▸ **TRECHO DO TEXTO**
#####

Esse antitrotskysmo nunca deixou de permear o Partido, desde os já aludidos anos 30. Jamais deixou de seguir a linha oficial, stalinista, quando o caso, kruschevista (que é o stalinismo de direita), então, sempre a reboque de Moscou. Há que reputar como meritosa essa lealdade; o que não quer dizer que tal lealdade seja correta, pelo simples motivo de que o que deve pautar os comunistas é a classe trabalhadora mundial, e não o partido que se diz representante da classe. Como quer que seja, mesmo que hoje, no suposto processo de autocrítica, o Partido critique em seus documentos congressuais o "marxismo de manual" dos velhos tempos, essa autocrítica não se realiza na prática.
 
Deixo claro que apesar disso nunca sofri, ao menos não que eu tenha percebido, perseguições dentro do Partido por minha opção trotskysta. Ao contrário, desde janeiro de 2006, quando me filiei, expus abertamente minha posição, e isso não impediu meu ingresso no Partido e, posteriormente, minha ascensão à Comissão Política Regional. Mas eu estaria contrariando os meus referenciais históricos e teóricos, se continuasse em uma organização que tolera, mas que não apenas não reconhece como sequer dá espaço a tais referenciais.
 
Creio que não posso ser tachado de sectário por sair do partido por esse motivo. Muito pelo contrário, ter insistido por quase dez anos, apesar do clima dominante, é prova da minha boa vontade. Mas já basta: seria quixotesco de minha parte continuar.
 
Há um terceiro fato que motivou minha decisão, e este depoimento seria incompleto sem ele.
 
Meus filhos, Heitor e Glauco, nasceram no dia 21/ 03/ 14, e, por serem prematuros, foram imediatamente internados na UTI neonatal da maternidade, em Jacarepaguá. O Glauco, especialmente, necessitava de muitos cuidados, pelo seu quadro pulmonar. Como qualquer pai nessa situação, pedi imediata licença de minhas atividades de dirigente partidário, até que tivesse condições pessoais e familiares de retomar a militância.
 
Ao longo desses dias, dividido entre o trabalho e a vigília na UTI, fiz um rapidíssimo comentário no Facebook, a propósito de uma notícia sobre transporte público e a categoria dos rodoviários do Rio de Janeiro. O link está aqui, e qualquer pessoa com um mínimo de discernimento verá que se trata de um comentário ligeiro e informal, sem a menor pretensão de ser uma formulação política. Como costumava fazer, mesmo estando licenciado enviei o link da matéria, juntamente com meu comentário, por email à Comissão Política Regional (CPR), email este que foi respondido de forma genérica por dois dos membros da dita instância.

#####

[Entradas de dados armazenadas]
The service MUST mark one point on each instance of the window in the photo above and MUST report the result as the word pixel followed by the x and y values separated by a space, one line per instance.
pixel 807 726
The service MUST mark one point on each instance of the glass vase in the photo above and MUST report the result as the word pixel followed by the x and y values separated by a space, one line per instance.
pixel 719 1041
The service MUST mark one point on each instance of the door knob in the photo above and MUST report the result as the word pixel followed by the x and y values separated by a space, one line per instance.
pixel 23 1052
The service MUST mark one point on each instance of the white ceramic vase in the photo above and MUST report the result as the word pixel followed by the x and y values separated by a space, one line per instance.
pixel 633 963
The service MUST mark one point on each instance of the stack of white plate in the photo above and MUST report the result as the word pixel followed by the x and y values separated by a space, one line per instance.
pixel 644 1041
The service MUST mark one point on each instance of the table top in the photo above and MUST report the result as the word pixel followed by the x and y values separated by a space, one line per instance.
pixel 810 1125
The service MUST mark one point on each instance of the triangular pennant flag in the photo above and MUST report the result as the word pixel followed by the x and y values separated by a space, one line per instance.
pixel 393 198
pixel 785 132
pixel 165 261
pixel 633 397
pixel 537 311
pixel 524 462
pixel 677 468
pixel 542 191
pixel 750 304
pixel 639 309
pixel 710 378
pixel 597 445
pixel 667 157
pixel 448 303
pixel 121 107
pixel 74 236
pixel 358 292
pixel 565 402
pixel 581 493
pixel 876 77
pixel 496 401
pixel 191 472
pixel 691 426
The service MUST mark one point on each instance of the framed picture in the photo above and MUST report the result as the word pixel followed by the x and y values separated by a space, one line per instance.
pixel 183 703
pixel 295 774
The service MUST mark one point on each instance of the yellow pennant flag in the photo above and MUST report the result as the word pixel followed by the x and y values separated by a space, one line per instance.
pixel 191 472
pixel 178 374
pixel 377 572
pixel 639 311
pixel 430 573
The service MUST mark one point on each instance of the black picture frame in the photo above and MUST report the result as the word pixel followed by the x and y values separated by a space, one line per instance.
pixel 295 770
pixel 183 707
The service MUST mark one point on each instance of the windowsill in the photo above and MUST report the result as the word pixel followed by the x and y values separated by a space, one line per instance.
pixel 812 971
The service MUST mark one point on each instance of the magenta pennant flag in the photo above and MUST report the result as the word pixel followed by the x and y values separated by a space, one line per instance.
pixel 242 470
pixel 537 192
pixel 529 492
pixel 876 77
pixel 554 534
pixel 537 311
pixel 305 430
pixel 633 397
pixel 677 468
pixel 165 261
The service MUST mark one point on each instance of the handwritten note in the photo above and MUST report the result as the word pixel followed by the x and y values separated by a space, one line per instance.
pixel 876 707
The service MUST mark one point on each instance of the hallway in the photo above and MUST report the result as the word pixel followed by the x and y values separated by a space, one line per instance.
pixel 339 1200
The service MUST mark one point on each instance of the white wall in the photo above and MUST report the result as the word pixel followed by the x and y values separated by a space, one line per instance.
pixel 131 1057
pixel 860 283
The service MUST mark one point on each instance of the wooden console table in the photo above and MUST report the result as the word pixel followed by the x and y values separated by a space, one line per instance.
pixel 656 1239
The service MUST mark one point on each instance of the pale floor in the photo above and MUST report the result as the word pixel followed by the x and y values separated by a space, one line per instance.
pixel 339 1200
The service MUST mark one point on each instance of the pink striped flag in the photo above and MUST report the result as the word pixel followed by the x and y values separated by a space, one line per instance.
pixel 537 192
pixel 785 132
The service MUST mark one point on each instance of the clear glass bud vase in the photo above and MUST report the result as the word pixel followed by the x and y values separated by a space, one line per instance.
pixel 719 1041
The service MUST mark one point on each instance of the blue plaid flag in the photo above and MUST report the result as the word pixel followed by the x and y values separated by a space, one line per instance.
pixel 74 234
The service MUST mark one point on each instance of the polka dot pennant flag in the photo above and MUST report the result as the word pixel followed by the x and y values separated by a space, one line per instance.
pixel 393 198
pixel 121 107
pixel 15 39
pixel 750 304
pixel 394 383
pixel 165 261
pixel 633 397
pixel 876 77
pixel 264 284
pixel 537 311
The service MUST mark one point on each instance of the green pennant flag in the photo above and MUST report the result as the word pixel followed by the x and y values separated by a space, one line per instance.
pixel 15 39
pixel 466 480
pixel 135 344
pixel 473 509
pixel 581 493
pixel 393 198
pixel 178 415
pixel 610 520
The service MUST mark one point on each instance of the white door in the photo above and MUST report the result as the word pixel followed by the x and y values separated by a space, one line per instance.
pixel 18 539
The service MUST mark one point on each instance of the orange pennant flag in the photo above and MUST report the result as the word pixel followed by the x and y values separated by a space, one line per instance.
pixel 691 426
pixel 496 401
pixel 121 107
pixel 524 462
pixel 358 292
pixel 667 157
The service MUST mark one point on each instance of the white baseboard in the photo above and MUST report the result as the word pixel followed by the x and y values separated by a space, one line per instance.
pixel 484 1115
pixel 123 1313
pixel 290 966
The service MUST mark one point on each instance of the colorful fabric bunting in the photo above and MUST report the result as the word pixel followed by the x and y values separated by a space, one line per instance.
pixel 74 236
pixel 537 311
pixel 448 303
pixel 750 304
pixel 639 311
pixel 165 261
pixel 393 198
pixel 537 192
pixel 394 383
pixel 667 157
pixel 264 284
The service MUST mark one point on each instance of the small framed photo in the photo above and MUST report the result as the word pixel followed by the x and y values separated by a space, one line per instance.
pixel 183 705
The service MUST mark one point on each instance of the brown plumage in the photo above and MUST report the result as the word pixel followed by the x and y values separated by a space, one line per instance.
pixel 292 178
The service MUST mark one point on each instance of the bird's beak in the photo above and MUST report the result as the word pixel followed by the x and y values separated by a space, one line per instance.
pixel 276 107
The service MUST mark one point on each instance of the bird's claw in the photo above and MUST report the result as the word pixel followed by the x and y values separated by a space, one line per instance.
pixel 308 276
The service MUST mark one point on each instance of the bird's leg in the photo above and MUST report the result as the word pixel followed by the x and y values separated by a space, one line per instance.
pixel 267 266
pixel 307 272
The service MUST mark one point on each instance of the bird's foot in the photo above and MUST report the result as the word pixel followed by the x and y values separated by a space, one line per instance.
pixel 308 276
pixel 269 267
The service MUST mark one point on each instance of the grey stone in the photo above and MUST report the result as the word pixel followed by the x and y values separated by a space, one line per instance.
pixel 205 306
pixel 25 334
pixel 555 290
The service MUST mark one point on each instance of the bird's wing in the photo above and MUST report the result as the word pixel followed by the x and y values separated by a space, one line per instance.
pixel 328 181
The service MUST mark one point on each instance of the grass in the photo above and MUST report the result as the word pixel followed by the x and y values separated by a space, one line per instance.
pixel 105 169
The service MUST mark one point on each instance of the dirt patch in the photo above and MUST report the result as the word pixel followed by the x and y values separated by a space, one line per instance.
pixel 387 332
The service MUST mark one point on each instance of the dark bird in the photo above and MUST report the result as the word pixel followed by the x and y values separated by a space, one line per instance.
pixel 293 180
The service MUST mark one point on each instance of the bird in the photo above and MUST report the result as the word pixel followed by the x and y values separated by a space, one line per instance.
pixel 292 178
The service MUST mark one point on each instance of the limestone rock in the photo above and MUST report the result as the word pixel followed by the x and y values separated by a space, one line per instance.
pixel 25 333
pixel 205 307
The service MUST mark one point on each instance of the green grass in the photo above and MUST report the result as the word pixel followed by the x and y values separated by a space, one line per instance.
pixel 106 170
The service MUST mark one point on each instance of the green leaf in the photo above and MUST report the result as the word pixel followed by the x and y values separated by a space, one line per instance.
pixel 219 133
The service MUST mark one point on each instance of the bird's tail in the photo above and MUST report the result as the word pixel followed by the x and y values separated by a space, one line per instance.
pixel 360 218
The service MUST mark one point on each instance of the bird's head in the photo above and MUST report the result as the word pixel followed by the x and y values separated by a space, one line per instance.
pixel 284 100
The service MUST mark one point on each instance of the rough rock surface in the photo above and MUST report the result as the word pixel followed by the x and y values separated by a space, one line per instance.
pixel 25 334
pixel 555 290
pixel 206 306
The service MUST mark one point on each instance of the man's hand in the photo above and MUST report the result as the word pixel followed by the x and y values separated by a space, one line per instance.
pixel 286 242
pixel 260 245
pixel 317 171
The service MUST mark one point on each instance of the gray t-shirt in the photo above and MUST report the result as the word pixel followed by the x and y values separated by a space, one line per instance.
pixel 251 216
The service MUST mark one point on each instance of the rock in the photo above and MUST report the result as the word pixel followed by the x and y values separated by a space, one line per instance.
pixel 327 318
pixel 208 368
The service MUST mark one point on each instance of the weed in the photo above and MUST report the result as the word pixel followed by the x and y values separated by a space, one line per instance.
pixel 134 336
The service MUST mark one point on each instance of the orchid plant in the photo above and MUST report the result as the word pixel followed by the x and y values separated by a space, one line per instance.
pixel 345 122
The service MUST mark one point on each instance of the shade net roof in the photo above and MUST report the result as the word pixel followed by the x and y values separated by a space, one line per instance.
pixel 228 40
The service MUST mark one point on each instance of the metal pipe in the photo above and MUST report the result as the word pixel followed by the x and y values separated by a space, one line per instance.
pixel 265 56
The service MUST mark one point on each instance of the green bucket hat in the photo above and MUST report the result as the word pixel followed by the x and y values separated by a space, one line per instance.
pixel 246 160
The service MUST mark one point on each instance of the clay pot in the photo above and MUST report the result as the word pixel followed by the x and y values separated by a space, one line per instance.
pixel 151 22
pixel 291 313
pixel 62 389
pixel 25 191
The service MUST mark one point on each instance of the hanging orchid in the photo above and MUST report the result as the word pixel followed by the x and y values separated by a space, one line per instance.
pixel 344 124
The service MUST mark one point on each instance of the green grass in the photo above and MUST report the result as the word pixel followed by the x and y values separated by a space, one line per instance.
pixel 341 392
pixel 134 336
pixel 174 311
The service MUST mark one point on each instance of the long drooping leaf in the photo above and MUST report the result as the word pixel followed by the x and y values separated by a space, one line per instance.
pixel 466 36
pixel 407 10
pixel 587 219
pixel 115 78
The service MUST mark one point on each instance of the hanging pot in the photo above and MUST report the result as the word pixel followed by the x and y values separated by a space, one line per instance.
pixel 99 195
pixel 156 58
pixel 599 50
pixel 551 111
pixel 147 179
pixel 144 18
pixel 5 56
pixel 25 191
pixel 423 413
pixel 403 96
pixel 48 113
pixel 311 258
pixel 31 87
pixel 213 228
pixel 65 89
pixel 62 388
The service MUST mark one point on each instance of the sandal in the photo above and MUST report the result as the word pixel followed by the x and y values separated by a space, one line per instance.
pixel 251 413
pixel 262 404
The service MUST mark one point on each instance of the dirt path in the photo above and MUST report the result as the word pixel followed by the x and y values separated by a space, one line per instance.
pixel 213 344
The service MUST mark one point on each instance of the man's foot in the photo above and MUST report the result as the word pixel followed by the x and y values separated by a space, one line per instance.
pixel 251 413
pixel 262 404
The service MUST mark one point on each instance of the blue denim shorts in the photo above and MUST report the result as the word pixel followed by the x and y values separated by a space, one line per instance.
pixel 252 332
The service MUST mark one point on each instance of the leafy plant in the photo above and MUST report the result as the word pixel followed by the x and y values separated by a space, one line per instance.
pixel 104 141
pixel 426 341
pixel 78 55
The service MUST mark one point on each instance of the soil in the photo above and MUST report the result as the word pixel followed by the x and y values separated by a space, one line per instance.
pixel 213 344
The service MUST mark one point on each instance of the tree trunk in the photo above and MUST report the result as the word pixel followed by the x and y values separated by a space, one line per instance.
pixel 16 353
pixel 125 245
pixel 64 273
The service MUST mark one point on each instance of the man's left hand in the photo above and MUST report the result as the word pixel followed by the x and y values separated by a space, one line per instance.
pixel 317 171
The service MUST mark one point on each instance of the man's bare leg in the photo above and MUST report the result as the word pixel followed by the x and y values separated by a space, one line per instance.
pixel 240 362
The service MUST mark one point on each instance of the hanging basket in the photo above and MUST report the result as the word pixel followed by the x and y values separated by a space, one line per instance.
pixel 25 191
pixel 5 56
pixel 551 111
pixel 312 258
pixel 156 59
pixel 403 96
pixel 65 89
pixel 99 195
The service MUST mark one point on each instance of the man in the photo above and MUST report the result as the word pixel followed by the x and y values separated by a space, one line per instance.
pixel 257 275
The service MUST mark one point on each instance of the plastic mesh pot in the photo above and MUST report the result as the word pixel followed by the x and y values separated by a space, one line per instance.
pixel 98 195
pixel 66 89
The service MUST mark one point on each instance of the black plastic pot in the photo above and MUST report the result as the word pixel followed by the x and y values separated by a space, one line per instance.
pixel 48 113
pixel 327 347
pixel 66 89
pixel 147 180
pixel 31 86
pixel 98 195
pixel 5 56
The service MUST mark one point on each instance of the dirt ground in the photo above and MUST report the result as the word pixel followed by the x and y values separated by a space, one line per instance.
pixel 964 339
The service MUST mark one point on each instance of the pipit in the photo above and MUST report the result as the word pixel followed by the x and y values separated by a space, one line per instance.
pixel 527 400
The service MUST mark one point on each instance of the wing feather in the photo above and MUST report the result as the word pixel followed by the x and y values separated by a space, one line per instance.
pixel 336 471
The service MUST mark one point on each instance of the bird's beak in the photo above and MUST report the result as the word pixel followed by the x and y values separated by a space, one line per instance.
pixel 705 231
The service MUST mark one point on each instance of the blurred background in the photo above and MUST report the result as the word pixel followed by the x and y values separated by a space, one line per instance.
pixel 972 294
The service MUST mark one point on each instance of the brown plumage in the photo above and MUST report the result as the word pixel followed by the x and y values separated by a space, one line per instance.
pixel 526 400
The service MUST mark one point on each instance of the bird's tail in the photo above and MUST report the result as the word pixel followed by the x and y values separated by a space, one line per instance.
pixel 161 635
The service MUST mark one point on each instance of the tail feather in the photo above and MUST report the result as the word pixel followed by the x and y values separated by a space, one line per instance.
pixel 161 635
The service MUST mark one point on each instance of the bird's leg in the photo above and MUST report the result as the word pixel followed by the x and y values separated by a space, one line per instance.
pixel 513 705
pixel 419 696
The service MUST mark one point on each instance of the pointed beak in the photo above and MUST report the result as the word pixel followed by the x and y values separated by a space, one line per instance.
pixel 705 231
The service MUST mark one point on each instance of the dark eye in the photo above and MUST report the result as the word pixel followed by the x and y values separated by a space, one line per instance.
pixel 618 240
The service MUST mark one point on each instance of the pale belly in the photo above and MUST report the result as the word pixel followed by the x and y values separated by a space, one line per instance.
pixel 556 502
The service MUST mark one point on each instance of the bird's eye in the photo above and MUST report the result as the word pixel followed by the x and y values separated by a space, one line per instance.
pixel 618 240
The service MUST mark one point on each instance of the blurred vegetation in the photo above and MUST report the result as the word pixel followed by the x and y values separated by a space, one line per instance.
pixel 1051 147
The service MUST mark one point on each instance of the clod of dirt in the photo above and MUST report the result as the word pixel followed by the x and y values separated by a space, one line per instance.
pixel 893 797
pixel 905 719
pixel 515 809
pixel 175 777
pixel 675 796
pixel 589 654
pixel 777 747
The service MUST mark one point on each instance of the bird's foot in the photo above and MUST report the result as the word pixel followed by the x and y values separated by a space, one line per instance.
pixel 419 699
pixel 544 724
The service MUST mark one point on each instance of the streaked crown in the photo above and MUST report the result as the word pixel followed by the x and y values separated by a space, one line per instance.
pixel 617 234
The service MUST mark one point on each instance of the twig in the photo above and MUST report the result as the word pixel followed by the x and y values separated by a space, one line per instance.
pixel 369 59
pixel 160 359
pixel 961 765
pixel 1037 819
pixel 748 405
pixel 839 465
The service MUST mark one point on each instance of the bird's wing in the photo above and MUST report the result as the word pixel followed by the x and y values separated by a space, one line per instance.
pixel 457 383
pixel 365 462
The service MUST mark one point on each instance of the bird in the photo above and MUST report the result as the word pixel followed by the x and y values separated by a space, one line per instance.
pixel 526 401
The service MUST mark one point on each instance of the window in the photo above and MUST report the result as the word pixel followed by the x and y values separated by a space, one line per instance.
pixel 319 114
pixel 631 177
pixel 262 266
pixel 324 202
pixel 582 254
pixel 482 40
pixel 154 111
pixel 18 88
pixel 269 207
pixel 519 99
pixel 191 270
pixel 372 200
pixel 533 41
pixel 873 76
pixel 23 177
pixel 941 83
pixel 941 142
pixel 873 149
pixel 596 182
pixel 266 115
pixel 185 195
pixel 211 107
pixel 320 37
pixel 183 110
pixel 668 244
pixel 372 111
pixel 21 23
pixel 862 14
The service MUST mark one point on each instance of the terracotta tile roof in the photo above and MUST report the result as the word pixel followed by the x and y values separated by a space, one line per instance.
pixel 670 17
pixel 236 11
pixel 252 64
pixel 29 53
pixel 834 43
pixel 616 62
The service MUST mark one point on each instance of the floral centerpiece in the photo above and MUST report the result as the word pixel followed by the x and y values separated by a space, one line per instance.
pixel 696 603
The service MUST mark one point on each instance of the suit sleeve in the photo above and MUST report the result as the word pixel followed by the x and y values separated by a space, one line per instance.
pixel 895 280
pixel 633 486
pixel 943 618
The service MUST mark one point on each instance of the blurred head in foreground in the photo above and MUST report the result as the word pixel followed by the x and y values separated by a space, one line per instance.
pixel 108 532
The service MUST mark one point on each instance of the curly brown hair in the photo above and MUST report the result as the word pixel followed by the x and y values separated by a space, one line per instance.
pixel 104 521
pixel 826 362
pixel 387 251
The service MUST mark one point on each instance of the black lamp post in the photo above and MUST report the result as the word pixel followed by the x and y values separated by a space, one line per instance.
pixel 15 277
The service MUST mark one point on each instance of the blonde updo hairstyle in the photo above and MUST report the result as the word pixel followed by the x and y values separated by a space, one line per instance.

#####

▸ **TAREFA ESCRITA A**
Mostre todas as linhas que contêm a palavra "head", levando em conta maiúsculas e minúsculas.
▸ **TAREFA ESCRITA B**
Dê continuidade ao depoimento sobre a saída do Partido a partir do ponto em que ele termina.
O depoimento e as linhas são materiais independentes entre si.

▸ **RESULTADO A**
The service MUST mark one point on each instance of the bird's head in the photo above and MUST report the result as the word pixel followed by the x and y values separated by a space, one line per instance.
The service MUST mark one point on each instance of the blurred head in foreground in the photo above and MUST report the result as the word pixel followed by the x and y values separated by a space, one line per instance.

▸ **RESULTADO B**
Dias depois, quando eu já havia até me esquecido do assunto -há muito soterrado por postagens mais recentes, na dinâmica ágil própria das redes sociais- recebo telefonema de membro da Comissão Política Regional dizendo que eu estava sumariamente excluído da direção, em razão do tal comentário, por decisão da CPR. Tal punição sumária -isto é, sem aviso prévio ou chance de defesa- causou repulsa não apenas no militante, mas no advogado que eu sou. E comuniquei que recorreria ao Pleno do Comitê Regional, na reunião que aconteceria no dia 05/ 04, contra essa decisão.
 
Pois bem: após um maçante "julgamento de Moscou" que tomou metade do sábado (e o comitê estadual de um partido gastar tanto tempo e energia por causa de três linhas no Facebook diz muito sobre crise de direção), onde pude me defender, a punição proposta pela Comissão Política Regional foi amplamente rejeitada pela maioria do Pleno, que reconheceu a desproporcionalidade do "castigo" e o erro de condução do processo. Apenas foi necessário que eu redigisse uma autocrítica, na verdade um pequeno comentário onde pude desenvolver minha posição sobre o assunto e da qual nenhum marxista sério discordaria (aqui).
 
Acabado o "julgamento", retornei imediatamente à UTI neonatal para prosseguir a vigília sobre meus filhos. O Glauco faleceu no domingo da semana seguinte.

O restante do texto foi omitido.